Data to use:
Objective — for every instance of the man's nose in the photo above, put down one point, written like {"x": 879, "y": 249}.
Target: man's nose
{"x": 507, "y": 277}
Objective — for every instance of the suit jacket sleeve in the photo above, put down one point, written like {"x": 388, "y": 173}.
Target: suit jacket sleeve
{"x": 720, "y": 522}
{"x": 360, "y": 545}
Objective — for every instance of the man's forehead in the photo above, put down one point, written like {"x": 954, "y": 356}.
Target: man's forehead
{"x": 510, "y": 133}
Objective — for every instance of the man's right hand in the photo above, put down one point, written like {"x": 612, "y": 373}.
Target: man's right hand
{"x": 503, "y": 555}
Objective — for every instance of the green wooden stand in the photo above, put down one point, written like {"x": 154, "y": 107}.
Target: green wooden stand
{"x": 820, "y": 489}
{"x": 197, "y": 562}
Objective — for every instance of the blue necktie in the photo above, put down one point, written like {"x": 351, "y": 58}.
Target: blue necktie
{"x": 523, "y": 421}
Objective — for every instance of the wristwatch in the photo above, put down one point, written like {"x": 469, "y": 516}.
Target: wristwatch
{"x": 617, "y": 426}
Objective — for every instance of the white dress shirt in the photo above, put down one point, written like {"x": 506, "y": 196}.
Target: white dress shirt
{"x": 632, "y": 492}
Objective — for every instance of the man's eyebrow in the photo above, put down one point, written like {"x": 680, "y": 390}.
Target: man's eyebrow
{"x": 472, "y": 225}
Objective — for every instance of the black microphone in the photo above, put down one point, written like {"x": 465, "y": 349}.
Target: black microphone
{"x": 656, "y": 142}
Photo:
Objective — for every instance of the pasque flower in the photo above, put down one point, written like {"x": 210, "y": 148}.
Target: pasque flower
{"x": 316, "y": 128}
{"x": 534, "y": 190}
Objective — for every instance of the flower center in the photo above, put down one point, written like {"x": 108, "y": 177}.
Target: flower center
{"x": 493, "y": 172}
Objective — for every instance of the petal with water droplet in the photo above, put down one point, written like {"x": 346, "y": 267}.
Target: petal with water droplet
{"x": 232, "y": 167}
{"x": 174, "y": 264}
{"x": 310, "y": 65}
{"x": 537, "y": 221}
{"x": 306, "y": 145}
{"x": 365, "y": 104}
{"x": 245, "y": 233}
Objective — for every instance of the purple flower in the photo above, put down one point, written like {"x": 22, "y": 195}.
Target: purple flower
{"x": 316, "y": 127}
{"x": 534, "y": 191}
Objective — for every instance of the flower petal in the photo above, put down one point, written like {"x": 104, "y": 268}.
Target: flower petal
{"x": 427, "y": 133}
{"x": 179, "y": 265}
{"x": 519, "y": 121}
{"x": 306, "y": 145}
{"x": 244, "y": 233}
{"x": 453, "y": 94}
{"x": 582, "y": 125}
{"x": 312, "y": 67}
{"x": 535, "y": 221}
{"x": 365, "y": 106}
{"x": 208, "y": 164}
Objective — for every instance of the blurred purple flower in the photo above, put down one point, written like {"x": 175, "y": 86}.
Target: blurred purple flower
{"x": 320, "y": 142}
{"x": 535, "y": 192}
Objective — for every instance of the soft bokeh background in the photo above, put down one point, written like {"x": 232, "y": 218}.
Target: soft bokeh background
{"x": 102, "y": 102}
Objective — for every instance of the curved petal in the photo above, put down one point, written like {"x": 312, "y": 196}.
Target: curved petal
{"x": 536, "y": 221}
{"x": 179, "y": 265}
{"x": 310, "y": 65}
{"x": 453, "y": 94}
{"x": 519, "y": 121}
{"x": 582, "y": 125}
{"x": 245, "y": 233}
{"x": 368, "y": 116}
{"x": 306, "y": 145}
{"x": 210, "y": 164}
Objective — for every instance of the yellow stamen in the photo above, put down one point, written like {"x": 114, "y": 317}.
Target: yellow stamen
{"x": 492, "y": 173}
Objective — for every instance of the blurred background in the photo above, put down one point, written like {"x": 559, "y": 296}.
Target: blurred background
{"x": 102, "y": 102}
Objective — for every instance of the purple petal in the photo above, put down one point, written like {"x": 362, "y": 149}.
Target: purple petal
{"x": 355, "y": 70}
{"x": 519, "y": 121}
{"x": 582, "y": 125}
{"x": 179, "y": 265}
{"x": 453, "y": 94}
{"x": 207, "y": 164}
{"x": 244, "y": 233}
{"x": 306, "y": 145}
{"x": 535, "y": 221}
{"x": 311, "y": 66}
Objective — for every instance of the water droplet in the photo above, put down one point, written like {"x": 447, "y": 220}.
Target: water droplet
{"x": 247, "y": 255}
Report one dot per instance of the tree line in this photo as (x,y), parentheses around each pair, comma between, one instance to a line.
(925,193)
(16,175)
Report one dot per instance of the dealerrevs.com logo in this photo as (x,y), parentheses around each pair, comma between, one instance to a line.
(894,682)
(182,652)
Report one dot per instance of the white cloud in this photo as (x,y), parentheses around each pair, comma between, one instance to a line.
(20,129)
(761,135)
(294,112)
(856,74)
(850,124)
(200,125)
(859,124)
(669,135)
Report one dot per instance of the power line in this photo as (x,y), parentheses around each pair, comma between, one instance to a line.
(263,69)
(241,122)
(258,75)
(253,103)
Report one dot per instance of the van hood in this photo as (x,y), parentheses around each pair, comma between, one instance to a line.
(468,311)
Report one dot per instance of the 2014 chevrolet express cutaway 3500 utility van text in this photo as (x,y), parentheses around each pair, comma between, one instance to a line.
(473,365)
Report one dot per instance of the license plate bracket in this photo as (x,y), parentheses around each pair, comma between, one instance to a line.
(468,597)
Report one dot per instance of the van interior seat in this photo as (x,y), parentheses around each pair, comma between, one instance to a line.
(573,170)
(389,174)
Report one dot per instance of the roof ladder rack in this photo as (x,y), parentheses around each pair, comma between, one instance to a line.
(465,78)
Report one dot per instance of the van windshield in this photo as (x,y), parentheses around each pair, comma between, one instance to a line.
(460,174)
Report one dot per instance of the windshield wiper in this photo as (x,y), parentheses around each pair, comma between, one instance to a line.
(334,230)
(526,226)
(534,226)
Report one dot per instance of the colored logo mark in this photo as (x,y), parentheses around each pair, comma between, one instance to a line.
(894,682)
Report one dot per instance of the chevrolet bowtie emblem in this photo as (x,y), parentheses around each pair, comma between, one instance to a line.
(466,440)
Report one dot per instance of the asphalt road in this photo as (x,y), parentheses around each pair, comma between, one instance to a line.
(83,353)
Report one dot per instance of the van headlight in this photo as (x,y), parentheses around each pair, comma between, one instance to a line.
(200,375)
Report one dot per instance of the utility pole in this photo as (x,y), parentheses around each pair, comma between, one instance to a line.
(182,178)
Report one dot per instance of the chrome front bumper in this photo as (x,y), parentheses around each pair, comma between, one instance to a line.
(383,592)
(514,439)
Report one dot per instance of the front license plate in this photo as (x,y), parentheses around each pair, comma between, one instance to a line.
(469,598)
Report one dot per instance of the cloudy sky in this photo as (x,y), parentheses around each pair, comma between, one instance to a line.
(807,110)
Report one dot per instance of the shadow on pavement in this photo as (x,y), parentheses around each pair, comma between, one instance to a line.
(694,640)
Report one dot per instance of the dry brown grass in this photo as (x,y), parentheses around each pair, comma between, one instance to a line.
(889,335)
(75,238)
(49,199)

Objective:
Repeat all the entries exactly as given.

Exercise solution:
Objective — for every instance of the man's nose in the photo above, put down one point, written like {"x": 879, "y": 249}.
Target: man's nose
{"x": 507, "y": 277}
Objective — for every instance of the suit jacket sleeve in the photo above, put down one point, written like {"x": 388, "y": 173}.
Target: suit jacket sleeve
{"x": 720, "y": 522}
{"x": 360, "y": 545}
Objective — for every instance of the man's forehead in the photo above, put down one point, written like {"x": 954, "y": 356}.
Target: man's forehead
{"x": 510, "y": 133}
Objective — for every instance of the man's right hand in the photo above, put down one point, written like {"x": 612, "y": 373}.
Target: man's right hand
{"x": 503, "y": 555}
Objective — for every instance of the green wooden stand in the photo above, put down one point, written like {"x": 154, "y": 107}.
Target: green wooden stand
{"x": 820, "y": 489}
{"x": 197, "y": 562}
Objective — for every instance of the blue necktie in the photo above, put down one point, written like {"x": 351, "y": 58}.
Target: blue necktie
{"x": 523, "y": 421}
Objective — for every instance of the wristwatch in the photo above, put down one point, written like {"x": 469, "y": 516}.
Target: wristwatch
{"x": 617, "y": 426}
Objective — for every instance of the white dress shirt in the photo above, put down one point, written like {"x": 506, "y": 196}.
Target: white dress shirt
{"x": 632, "y": 492}
Objective — for every instance of the man's eyebrow in the photo above, put down one point, written like {"x": 680, "y": 390}.
Target: man's eyebrow
{"x": 472, "y": 225}
Objective — for every instance of the black microphone in the photo above, put down one point, written like {"x": 465, "y": 349}.
Target: black microphone
{"x": 656, "y": 142}
Photo:
Objective — for every instance of the pasque flower in the photo above, put down one point, written like {"x": 210, "y": 148}.
Target: pasque flower
{"x": 316, "y": 128}
{"x": 534, "y": 190}
Objective — for every instance of the flower center in the photo above, put down one point, written like {"x": 108, "y": 177}.
Target: flower center
{"x": 493, "y": 172}
Objective — for every instance of the petal with water droplet in the photo above, put down one point, written like {"x": 346, "y": 267}.
Target: petal with water droplet
{"x": 232, "y": 167}
{"x": 174, "y": 264}
{"x": 310, "y": 65}
{"x": 537, "y": 221}
{"x": 306, "y": 145}
{"x": 365, "y": 104}
{"x": 245, "y": 233}
Objective — for every instance of the purple flower in the photo above, put down one point, written like {"x": 22, "y": 195}.
Target: purple flower
{"x": 316, "y": 127}
{"x": 534, "y": 191}
Objective — for every instance of the flower petal in the photo above, put down one point, written like {"x": 104, "y": 268}.
Target: flower petal
{"x": 427, "y": 133}
{"x": 179, "y": 265}
{"x": 519, "y": 121}
{"x": 306, "y": 145}
{"x": 244, "y": 233}
{"x": 453, "y": 94}
{"x": 582, "y": 125}
{"x": 312, "y": 67}
{"x": 535, "y": 221}
{"x": 365, "y": 106}
{"x": 208, "y": 164}
Objective — for every instance of the blurred purple flower in the photo above, put down one point, written like {"x": 175, "y": 86}.
Target: blurred purple flower
{"x": 320, "y": 142}
{"x": 535, "y": 192}
Objective — for every instance of the soft bokeh background in the photo above, put down one point, written like {"x": 232, "y": 218}.
Target: soft bokeh background
{"x": 102, "y": 102}
Objective — for every instance of the curved petal in the photo above, put down one point, written like {"x": 312, "y": 196}.
Target: curved petal
{"x": 536, "y": 221}
{"x": 179, "y": 265}
{"x": 310, "y": 65}
{"x": 453, "y": 94}
{"x": 519, "y": 121}
{"x": 582, "y": 125}
{"x": 245, "y": 233}
{"x": 368, "y": 116}
{"x": 306, "y": 145}
{"x": 210, "y": 164}
Objective — for every instance of the yellow stamen in the photo above, put down one point, written like {"x": 114, "y": 317}.
Target: yellow stamen
{"x": 492, "y": 173}
Objective — for every instance of the blurred background in the photo above, put down one point, written like {"x": 559, "y": 296}.
Target: blurred background
{"x": 102, "y": 102}
Objective — for every instance of the purple petal in the photo above, put down one point, written like {"x": 362, "y": 149}.
Target: purple petal
{"x": 355, "y": 70}
{"x": 519, "y": 121}
{"x": 582, "y": 125}
{"x": 179, "y": 265}
{"x": 453, "y": 94}
{"x": 207, "y": 164}
{"x": 244, "y": 233}
{"x": 306, "y": 145}
{"x": 535, "y": 221}
{"x": 311, "y": 66}
Objective — for every instance of the water droplet in the photo above, put down one point, written like {"x": 447, "y": 220}.
Target: water droplet
{"x": 247, "y": 255}
Report one dot per instance of the tree line in this photo as (x,y), parentheses around each pair, comma between, one instance to a line.
(925,193)
(16,175)
Report one dot per instance of the dealerrevs.com logo in this photo as (x,y), parentheses around each pair, comma between, one instance to a line.
(894,682)
(182,652)
Report one dot per instance of the white cloud in this photo as (x,y), parentheses around each pair, comma between, one instance to a line.
(20,129)
(761,135)
(294,112)
(856,74)
(850,124)
(200,125)
(859,124)
(669,135)
Report one dot per instance of the power line in this photo as (x,y), parentheses around each pair, comma between, one instance to a line.
(263,69)
(241,122)
(258,75)
(253,103)
Report one dot per instance of the van hood in this photo as (x,y), parentheses around each pair, comma between, one instance to a line.
(468,311)
Report one dot per instance of the 2014 chevrolet express cutaway 3500 utility van text in this photo as (x,y), parentheses around each pair, comma between, one instance to a line.
(473,365)
Report one dot per instance of the license plate bracket in this photo as (x,y), parentheses around each pair, comma between, one instance to a line.
(468,597)
Report one dot per instance of the van interior seat in this photo as (x,y), parentheses around each pair, comma between, one instance to a line.
(573,170)
(389,174)
Report one dot per instance of the roof ladder rack in this photo as (x,y), parentheses around each pair, comma between, one instance to a line.
(465,78)
Report one dot per instance of the van windshield in this photo as (x,y), parentheses around each pair, comma between, one instance to a line.
(460,174)
Report one dot per instance of the windshield wiper in this photo as (x,y), parentheses around each pair, comma between, one instance to a line.
(334,230)
(526,226)
(534,226)
Report one dot per instance of the colored logo mark in this photo as (x,y), parentheses around each pair, comma between, one instance to a line.
(894,682)
Report one dot per instance of the chevrolet bowtie emblem in this photo as (x,y), parentheses around each pair, comma between, one instance to a line.
(466,440)
Report one dot per instance of the asphalt road in this photo as (x,y), parentheses around each pair, comma between, one instance to a line.
(83,353)
Report one dot per instance of the van headlight in this photo as (x,y), parentheses around each pair, comma between, one instance to a line.
(200,375)
Report one dot per instance of the utility pole in this photo as (x,y), parentheses around each pair, comma between, one instance to a line.
(182,178)
Report one dot per instance of the chrome front bumper in this photo as (x,y), parentheses around each pair, comma between, one instance to a line.
(383,592)
(514,439)
Report one dot per instance of the front license plate in this photo as (x,y), parentheses around each pair, comma between, one instance to a line.
(469,598)
Report one dot per instance of the cloudy sky in this photo as (x,y), parentheses around each pair, comma between, one instance to a line.
(807,110)
Report one dot per instance of the shadow on pavement in this photo as (x,y), parentheses around each pair, comma between, one instance to a line.
(694,640)
Report one dot per instance of the dry brown grass in this photo as (x,y), parentheses around each pair, comma between, one instance to a line.
(889,335)
(75,238)
(49,199)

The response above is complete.